SELECTED EXTRACT>
When drumming was discouraged by Christian missionaries, the art of drum-making declined too, which explains why the most beautiful drums that I have seen in Tanzania weren't made by an African at all but by a Frenchman, Jeji Bruno, who I met at Dar's Alliance de Francaise where he exhibited them. A musician and cabinet-maker, Bruno wandered the African continent for years studying its music before finally settling in Tanzania. He devoted himself to drum-making because he couldn't find anyone who knew how to make the drums he wanted for his own compositions. He searched the forests south of Dar for wood left behind by wood-cutters, like mninga - African teak - rosewood and ebony, and he learned to carve elaborately decorated drum bases as the Makonde once had. He fashioned his drums' tympanums from an assortment of natural materials, among them cobra, python, impala, bushbuck, cow and goat skins, and bound them to their bases with twine made from tree bark. Bruno's drums were magnificent, but none of the 70 in his collection was for sale. He intended to take them into the schools and instruct Tanzanian children in the ways of their own music.

DATASET ENTRIES>
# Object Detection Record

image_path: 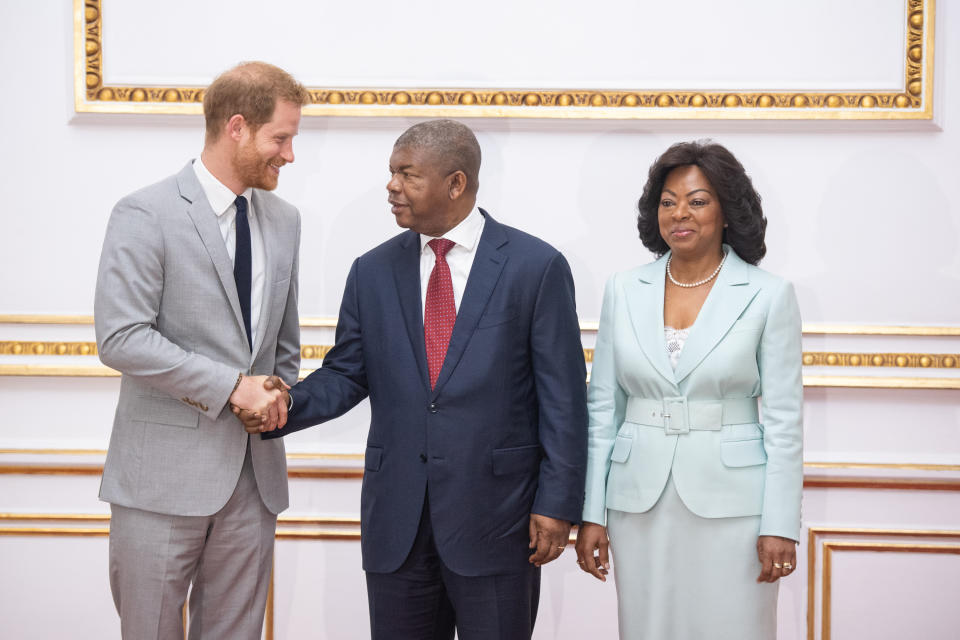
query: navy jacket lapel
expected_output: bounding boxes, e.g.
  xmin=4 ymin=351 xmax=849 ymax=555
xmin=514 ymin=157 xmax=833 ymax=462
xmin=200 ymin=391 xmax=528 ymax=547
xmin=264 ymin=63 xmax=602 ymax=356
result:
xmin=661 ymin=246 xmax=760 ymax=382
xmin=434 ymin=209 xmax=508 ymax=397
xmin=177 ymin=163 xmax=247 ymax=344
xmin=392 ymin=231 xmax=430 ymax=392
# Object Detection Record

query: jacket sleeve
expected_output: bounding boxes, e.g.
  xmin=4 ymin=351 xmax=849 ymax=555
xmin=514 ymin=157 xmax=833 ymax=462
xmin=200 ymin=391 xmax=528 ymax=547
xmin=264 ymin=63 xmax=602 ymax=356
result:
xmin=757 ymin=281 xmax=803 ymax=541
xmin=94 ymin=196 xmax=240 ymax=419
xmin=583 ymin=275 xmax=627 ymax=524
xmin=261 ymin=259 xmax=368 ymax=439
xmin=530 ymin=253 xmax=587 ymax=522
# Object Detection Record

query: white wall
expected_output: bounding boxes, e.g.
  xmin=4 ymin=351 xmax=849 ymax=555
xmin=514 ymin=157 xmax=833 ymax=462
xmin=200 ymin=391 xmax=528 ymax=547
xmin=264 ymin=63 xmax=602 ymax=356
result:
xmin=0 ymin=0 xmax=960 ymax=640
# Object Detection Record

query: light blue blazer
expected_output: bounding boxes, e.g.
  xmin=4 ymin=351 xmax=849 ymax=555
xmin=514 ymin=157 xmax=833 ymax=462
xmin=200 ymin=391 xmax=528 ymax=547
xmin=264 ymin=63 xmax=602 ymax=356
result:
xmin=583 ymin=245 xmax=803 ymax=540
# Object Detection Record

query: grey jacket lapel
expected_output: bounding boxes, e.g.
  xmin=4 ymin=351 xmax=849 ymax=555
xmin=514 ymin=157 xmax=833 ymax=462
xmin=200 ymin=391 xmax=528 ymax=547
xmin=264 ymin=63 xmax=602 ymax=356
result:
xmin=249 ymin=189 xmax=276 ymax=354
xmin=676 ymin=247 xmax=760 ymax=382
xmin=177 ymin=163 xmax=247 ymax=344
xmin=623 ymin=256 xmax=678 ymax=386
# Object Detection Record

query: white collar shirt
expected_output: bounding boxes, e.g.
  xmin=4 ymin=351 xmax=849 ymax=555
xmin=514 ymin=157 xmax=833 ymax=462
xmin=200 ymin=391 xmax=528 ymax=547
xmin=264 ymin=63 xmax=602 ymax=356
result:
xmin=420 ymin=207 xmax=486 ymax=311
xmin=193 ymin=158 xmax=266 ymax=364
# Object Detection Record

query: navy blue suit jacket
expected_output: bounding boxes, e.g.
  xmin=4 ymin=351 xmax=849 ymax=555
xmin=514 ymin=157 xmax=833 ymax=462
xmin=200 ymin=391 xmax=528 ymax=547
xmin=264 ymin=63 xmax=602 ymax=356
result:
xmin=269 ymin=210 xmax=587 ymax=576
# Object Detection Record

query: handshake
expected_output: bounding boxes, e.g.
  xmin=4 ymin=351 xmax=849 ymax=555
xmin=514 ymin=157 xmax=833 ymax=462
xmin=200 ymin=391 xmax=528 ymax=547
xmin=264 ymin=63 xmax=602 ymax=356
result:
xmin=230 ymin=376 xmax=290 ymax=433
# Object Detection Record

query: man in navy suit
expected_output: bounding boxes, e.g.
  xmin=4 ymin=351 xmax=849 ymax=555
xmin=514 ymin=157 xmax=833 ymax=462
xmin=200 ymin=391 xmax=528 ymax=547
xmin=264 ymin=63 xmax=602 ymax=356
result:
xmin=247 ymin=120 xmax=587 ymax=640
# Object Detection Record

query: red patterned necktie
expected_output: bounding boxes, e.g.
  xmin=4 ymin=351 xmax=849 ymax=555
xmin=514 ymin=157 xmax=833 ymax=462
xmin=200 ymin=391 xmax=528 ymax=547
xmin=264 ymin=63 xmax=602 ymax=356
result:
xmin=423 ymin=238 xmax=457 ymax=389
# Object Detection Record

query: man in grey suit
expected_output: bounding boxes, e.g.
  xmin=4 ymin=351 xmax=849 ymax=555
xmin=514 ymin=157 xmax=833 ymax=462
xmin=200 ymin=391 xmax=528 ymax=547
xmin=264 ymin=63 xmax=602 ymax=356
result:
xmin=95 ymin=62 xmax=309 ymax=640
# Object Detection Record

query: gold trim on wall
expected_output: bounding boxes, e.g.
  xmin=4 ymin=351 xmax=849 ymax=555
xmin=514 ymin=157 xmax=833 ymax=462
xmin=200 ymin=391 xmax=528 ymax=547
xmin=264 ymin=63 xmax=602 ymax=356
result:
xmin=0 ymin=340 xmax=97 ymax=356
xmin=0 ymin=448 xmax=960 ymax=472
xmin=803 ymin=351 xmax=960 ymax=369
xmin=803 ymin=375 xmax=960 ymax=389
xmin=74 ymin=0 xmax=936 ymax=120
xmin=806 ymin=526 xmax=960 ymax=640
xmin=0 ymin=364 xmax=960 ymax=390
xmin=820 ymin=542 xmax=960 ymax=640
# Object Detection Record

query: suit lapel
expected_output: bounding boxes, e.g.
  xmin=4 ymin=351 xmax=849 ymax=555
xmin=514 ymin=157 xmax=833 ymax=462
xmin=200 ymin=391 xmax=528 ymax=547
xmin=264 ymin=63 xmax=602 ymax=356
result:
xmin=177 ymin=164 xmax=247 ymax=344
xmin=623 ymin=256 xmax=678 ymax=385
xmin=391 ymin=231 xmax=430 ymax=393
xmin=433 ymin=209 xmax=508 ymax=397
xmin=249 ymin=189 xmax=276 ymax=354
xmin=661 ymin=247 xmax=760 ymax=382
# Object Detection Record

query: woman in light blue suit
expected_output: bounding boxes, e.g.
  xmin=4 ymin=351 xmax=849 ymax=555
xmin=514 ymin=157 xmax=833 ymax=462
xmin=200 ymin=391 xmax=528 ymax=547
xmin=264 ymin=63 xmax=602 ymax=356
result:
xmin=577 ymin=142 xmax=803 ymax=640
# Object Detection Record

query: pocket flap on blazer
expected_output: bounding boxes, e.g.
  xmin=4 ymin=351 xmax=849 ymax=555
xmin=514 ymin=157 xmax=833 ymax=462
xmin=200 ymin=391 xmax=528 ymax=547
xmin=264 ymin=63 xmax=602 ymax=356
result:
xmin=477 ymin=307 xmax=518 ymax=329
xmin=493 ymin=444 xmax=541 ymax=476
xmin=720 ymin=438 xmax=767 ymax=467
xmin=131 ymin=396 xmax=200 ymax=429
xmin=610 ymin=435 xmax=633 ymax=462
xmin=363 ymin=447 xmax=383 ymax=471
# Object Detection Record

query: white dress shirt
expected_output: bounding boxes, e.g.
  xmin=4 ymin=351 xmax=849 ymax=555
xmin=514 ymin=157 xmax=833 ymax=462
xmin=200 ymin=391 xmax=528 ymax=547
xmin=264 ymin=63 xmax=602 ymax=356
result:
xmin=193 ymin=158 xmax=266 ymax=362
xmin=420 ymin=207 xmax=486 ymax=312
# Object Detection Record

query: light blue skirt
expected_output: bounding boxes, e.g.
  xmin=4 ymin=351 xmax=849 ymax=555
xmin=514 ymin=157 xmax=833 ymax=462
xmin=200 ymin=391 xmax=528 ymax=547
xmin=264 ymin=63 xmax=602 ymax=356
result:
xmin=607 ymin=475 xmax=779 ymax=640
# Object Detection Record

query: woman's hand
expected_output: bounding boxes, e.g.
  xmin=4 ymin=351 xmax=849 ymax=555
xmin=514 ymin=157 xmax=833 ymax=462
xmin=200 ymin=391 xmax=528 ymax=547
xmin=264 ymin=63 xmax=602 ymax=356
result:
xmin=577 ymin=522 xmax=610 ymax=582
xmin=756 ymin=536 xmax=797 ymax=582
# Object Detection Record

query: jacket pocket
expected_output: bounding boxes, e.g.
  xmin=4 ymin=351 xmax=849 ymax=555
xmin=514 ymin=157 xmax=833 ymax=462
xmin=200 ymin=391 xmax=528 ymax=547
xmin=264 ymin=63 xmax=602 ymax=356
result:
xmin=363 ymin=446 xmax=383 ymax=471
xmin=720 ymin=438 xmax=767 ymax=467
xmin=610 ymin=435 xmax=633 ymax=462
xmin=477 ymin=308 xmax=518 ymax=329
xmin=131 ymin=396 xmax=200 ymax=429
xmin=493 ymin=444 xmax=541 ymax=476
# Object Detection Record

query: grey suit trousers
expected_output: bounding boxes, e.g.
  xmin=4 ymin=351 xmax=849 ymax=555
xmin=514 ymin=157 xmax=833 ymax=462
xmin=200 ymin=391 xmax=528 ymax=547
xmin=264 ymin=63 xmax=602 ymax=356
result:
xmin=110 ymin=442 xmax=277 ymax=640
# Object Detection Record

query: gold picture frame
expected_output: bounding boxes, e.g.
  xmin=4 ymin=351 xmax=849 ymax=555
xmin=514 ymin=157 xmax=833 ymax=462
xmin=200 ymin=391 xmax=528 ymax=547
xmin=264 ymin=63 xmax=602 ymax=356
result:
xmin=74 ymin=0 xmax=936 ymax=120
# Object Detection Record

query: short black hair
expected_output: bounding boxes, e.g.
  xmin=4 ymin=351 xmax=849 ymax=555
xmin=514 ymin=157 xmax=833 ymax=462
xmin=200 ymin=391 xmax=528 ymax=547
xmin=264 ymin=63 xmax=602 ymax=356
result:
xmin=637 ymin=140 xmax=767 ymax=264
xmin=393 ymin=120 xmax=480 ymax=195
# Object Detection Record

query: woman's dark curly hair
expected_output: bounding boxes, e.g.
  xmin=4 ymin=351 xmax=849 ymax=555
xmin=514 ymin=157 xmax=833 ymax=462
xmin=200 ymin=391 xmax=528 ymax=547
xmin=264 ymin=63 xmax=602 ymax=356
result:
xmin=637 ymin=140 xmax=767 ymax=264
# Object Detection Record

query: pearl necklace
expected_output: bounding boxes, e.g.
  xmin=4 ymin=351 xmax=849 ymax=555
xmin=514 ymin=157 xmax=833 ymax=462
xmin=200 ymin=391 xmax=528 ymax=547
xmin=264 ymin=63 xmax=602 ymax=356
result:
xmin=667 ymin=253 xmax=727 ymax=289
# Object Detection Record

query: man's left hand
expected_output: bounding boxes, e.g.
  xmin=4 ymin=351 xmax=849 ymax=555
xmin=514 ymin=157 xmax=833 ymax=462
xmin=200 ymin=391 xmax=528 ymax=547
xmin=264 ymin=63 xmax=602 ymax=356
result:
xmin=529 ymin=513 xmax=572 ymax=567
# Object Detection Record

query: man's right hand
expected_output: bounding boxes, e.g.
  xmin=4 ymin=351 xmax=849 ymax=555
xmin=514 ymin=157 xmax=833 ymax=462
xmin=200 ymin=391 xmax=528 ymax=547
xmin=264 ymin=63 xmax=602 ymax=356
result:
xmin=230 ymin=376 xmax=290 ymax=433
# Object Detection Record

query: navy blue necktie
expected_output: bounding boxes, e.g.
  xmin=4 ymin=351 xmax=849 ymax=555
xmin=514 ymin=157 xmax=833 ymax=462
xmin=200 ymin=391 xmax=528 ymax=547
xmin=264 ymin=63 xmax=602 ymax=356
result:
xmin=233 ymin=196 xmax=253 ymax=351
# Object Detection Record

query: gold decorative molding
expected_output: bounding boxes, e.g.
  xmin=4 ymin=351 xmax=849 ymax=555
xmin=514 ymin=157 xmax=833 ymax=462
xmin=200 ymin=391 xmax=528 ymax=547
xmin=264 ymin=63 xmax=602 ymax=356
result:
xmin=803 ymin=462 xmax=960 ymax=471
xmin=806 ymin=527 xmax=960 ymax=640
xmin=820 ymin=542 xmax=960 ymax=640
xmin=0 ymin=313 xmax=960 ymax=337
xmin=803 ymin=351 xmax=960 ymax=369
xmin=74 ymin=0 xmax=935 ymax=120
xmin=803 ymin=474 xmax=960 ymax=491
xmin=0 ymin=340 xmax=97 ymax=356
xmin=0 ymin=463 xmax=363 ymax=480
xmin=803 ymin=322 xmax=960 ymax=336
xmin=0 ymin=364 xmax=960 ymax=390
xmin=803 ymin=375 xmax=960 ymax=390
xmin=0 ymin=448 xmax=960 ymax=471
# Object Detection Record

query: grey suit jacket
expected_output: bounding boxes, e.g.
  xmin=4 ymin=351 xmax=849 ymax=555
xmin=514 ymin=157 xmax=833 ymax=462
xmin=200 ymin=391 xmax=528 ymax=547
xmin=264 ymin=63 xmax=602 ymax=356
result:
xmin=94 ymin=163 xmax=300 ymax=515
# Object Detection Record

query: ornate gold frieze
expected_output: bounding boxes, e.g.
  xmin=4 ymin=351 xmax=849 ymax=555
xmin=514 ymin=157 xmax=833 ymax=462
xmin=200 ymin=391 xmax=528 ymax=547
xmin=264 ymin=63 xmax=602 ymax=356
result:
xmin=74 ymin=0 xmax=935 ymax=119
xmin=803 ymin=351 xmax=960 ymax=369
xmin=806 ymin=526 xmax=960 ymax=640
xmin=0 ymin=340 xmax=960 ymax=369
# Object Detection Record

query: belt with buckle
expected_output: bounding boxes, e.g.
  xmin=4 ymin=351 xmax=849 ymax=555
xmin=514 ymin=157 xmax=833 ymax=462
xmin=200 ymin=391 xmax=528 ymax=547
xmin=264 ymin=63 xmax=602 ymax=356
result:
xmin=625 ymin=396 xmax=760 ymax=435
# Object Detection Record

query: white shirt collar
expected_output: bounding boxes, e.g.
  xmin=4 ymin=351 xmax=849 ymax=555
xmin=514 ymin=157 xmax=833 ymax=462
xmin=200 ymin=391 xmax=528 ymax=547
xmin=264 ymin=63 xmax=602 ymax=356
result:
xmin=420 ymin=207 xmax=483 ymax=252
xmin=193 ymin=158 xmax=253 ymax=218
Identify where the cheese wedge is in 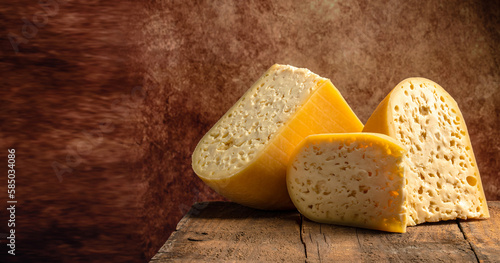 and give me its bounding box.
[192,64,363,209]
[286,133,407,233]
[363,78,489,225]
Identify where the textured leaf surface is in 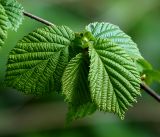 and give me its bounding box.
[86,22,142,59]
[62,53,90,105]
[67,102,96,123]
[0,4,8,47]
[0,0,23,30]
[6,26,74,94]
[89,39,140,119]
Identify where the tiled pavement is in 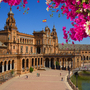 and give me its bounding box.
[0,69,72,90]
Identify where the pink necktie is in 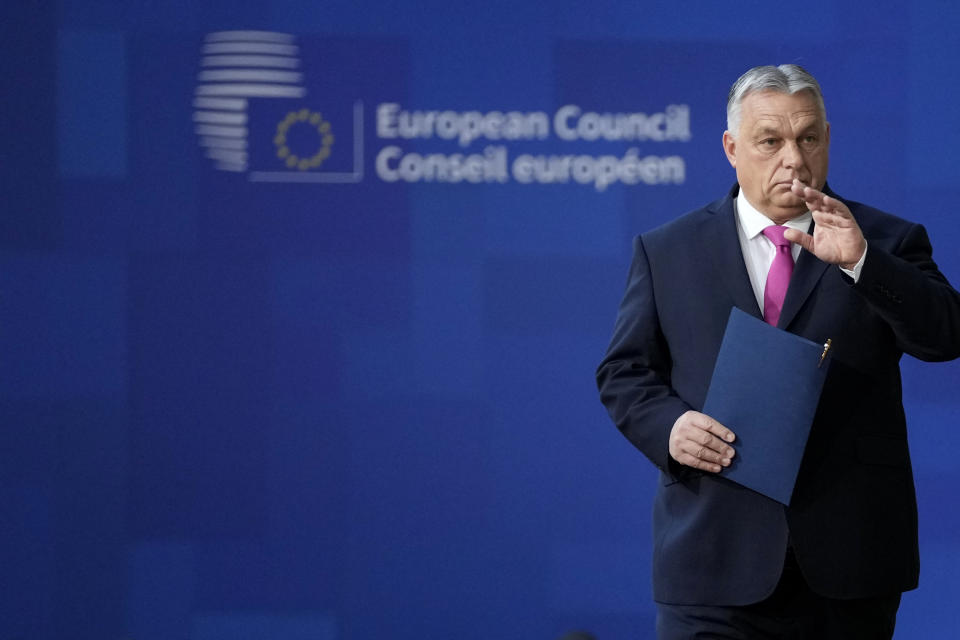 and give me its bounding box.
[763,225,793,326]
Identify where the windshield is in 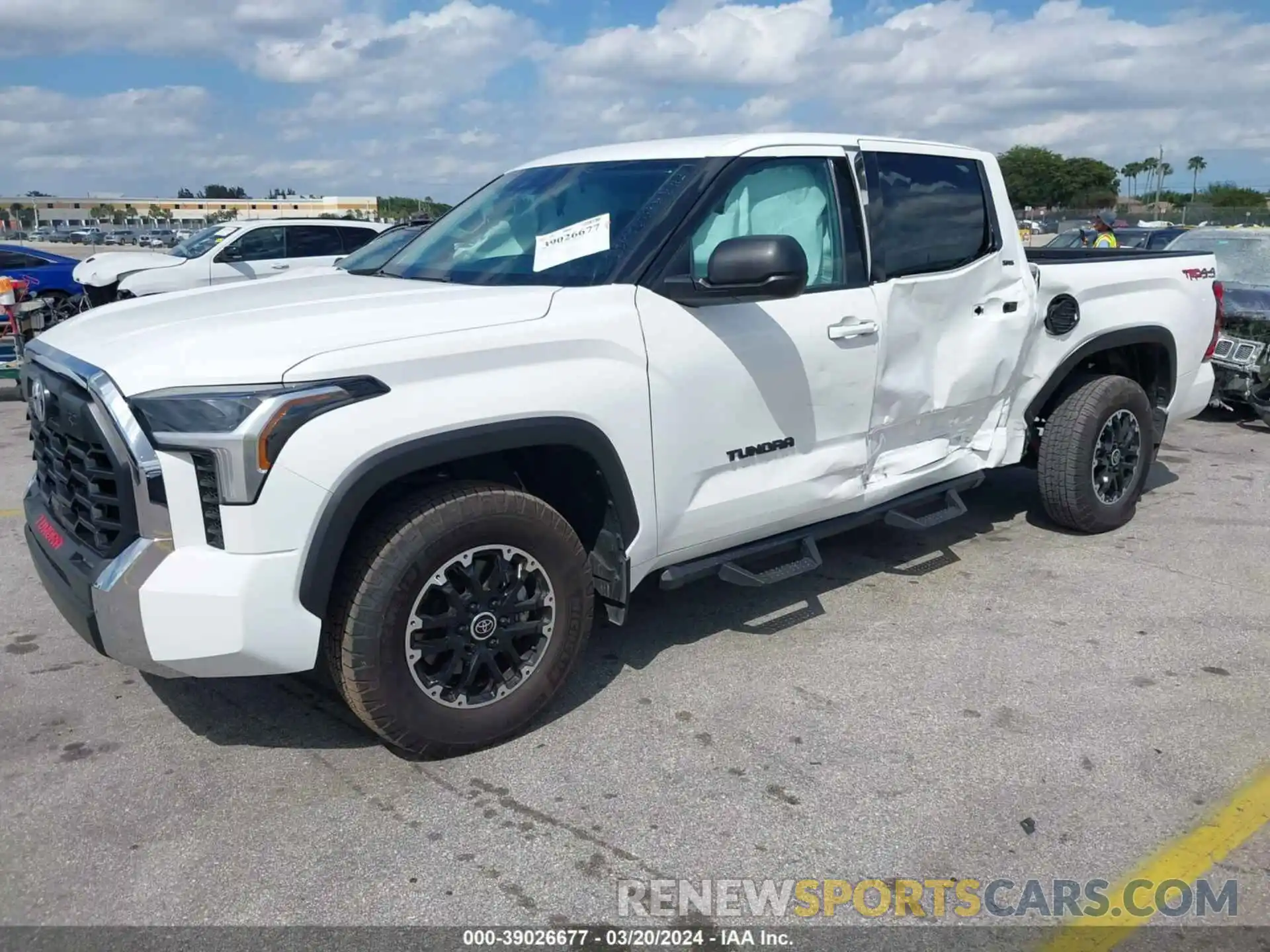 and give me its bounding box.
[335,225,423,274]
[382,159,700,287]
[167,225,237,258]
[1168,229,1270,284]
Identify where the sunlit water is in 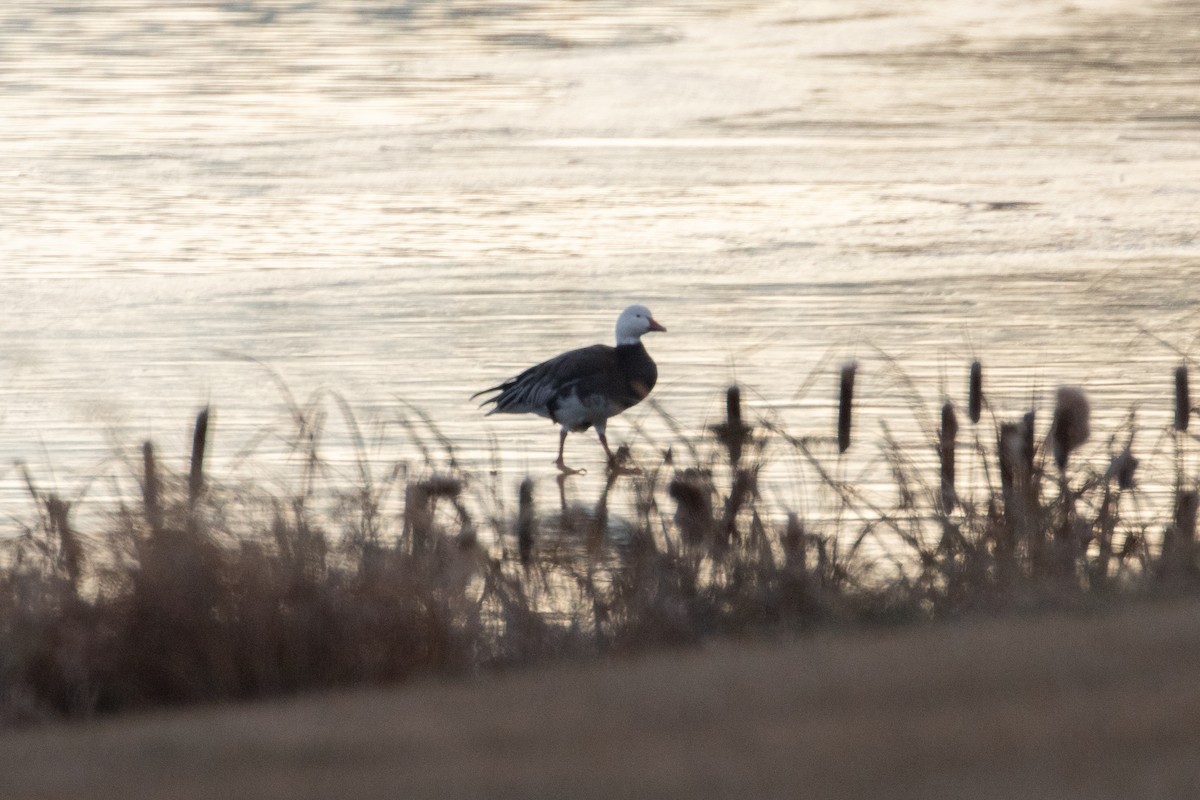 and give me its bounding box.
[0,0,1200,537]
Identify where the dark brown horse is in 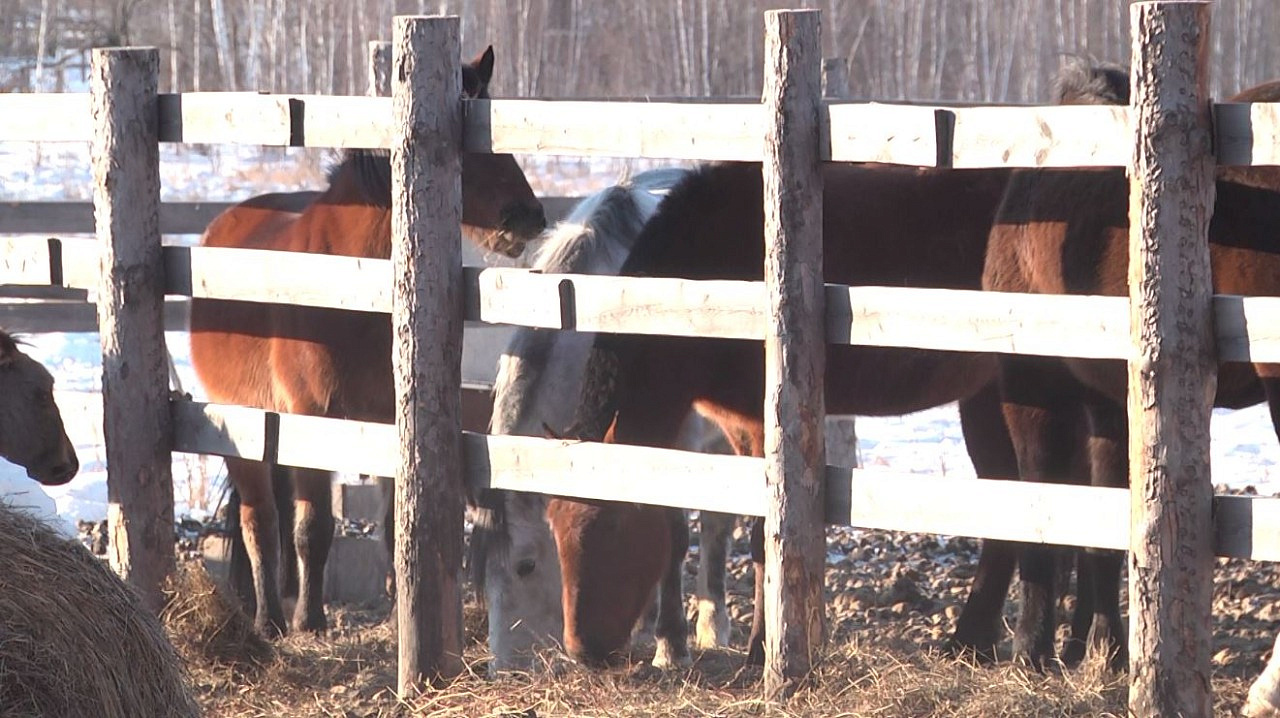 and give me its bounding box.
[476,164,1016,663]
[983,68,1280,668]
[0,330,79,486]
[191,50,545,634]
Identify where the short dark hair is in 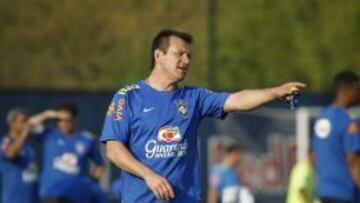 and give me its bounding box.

EXERCISE> In the passage on drum-making in Tanzania, what did Bruno use to bind his drums' tympanums to their bases?

WRITTEN ANSWER> Twine made from tree bark.